----- TEXTE FOURNI

La marque de « mode à petits prix », propriété de la famille Mulliez, se targue de performances record en 2024. Une bonne santé qui interroge dans un secteur du prêt-à-porter marqué par de nombreuses fermetures et liquidations.
Les mauvaises nouvelles s’accumulent dans le prêt-à-porter français. La marque de jeans Kaporal a été placée en liquidation judiciaire, samedi 29 mars, avec arrêt immédiat de l’activité, mettant 280 employés sur le carreau. Dans un secteur de l’habillement en souffrance, une enseigne tricolore affiche pourtant des résultats insolents.
Avec 640 points de vente dans le monde, dont un peu plus de la moitié en France, Kiabi a généré 2,3 milliards d’euros de chiffre d’affaires en 2024. Devant la presse, début février, l’entreprise se vantait aussi d’une rentabilité « record », mais tenue secrète. Car au sein de la marque fondée en 1978 par la très puissante famille Mulliez, la « discrétion » est le maître mot.

----------
----- DONNÉES ENREGISTRÉES

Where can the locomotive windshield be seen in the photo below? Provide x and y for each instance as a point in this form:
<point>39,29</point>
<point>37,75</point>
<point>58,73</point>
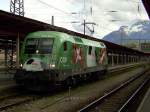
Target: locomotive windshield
<point>38,45</point>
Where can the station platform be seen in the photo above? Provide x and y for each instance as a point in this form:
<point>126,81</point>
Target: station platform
<point>145,104</point>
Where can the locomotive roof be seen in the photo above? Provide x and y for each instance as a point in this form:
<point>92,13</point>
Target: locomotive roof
<point>64,37</point>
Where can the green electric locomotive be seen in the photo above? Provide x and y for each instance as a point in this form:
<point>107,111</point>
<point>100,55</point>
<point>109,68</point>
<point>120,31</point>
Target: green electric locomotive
<point>50,58</point>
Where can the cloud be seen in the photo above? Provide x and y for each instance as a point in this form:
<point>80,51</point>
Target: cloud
<point>108,15</point>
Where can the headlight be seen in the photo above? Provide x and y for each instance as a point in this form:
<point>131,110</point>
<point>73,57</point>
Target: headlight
<point>52,65</point>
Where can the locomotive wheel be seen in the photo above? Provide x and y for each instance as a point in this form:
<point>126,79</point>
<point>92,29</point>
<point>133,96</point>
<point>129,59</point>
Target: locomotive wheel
<point>70,82</point>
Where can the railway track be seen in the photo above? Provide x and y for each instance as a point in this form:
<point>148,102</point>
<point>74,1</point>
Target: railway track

----------

**OBJECTIFS**
1. Quelles expressions l'article sur Kiabi place-t-il entre guillemets ? Donnez-les toutes.
2. Pourriez-vous reprendre l'article sur Kiabi à la suite de sa dernière phrase ?

**RÉPONSES**
1. « mode à petits prix », « record », « discrétion »

2.
Les performances de Kiabi ont de quoi faire pâlir ses concurrents sur un marché atone. En 2024, les ventes de vêtements en France n’ont connu qu’« une légère hausse de 0,1% en valeur par rapport à 2023 », observe Gildas Minvielle, directeur de l’Observatoire économique de l’Institut français de la mode. Loin derrière la croissance à 5% de Kiabi.
Un modèle porté par la mode enfant à bas prix
La clé du succès de la marque se cache dans ses rayons bébé et enfant. Dans les allées du Kiabi Village, implanté au cœur du siège de l’entreprise en banlieue de Lille, le lot de trois bodys basiques pour 5 euros complète des ensembles pantalon et tee-shirt à moins de 10 euros. « C’est relativement à la mode, tout en étant à bon prix », juge Pauline, cadre de santé de 42 ans et mère de deux filles de 14 mois et 9 ans. De l’autre côté du magasin, qui s’étale sur 3 000 m2, Céline, aide-soignante de 39 ans, examine les jeans en promotion. Cette mère d’une fille de 11 ans fréquente l’enseigne « depuis [qu’elle est] maman ».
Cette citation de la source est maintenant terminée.